Records contained in a dataset
* * * *

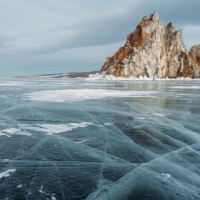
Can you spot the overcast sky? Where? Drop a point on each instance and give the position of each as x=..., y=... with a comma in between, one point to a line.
x=60, y=36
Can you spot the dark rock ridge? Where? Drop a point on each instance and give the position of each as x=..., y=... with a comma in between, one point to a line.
x=154, y=49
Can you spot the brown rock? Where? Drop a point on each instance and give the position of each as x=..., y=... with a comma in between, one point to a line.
x=155, y=49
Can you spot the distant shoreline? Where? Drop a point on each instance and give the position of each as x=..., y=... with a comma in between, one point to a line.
x=75, y=75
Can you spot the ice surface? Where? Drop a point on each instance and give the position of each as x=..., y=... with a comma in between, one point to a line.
x=98, y=76
x=75, y=139
x=82, y=94
x=7, y=173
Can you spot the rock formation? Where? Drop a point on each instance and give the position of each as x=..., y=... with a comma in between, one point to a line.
x=154, y=49
x=194, y=54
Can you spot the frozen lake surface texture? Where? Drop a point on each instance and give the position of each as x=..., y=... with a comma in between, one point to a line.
x=82, y=139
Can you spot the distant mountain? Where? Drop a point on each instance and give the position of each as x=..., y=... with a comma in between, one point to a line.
x=154, y=49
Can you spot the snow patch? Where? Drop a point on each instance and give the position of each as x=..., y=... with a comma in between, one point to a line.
x=51, y=129
x=14, y=131
x=143, y=78
x=187, y=87
x=7, y=173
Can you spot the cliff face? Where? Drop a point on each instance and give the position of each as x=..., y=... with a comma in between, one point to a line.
x=152, y=49
x=194, y=54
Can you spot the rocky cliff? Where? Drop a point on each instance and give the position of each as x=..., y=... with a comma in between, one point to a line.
x=154, y=49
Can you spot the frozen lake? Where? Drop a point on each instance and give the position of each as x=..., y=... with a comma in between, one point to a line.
x=77, y=139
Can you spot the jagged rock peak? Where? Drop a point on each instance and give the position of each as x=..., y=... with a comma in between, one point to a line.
x=152, y=49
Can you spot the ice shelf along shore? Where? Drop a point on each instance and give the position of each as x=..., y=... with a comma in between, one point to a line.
x=96, y=139
x=98, y=76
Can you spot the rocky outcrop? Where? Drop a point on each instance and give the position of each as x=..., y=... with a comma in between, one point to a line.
x=194, y=54
x=153, y=49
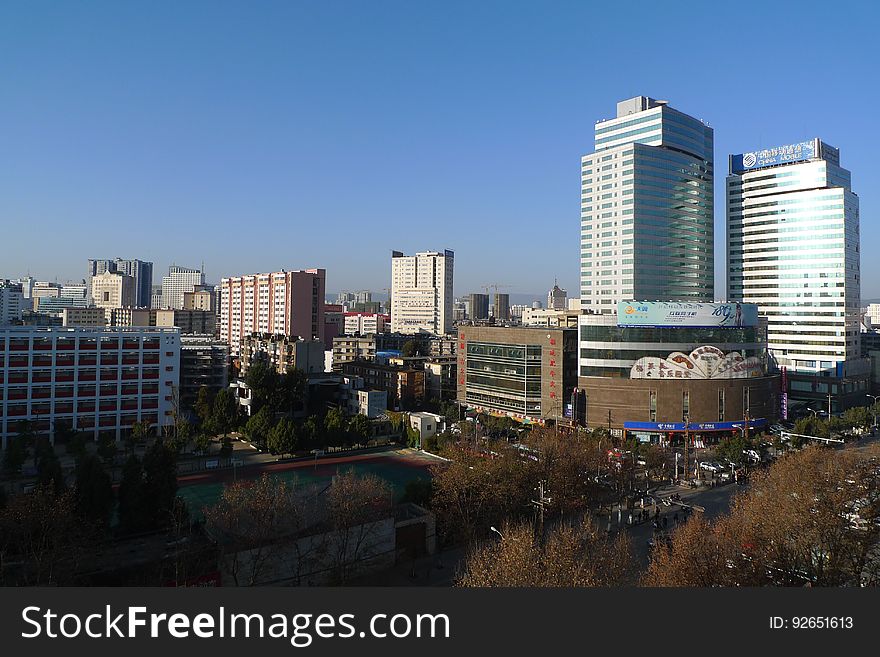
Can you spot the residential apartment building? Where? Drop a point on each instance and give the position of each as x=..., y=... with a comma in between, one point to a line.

* * * *

SET PROBLEM:
Only the lines from the line with "Can you spot the frozen lake?" to the end of the records should be repeated, exactly and without pictures.

OUTPUT BELOW:
Can you spot the frozen lake? Where? Drop a point on each instance and give the position of each as x=..., y=... with a comma in between, one point to a line.
x=77, y=139
Can you spot the jagged rock peak? Where? Drop a point on each instance and give the position of each as x=..., y=... with a comma in between, one point to a line.
x=152, y=49
Can you spot the ice shelf along shore? Where? Drop a point on each instance and give the position of each as x=..., y=... with a comma in between, one point to a line.
x=96, y=139
x=98, y=76
Can you spot the rocky outcrop? Where? Drop a point on each instance and give the position of each as x=..., y=... with a comma in between, one point to a line.
x=194, y=54
x=153, y=49
Can you spot the residential apartment building? Where? Drop a point on each instance and give the position of each as x=..., y=... with a comma in between, one point to a line.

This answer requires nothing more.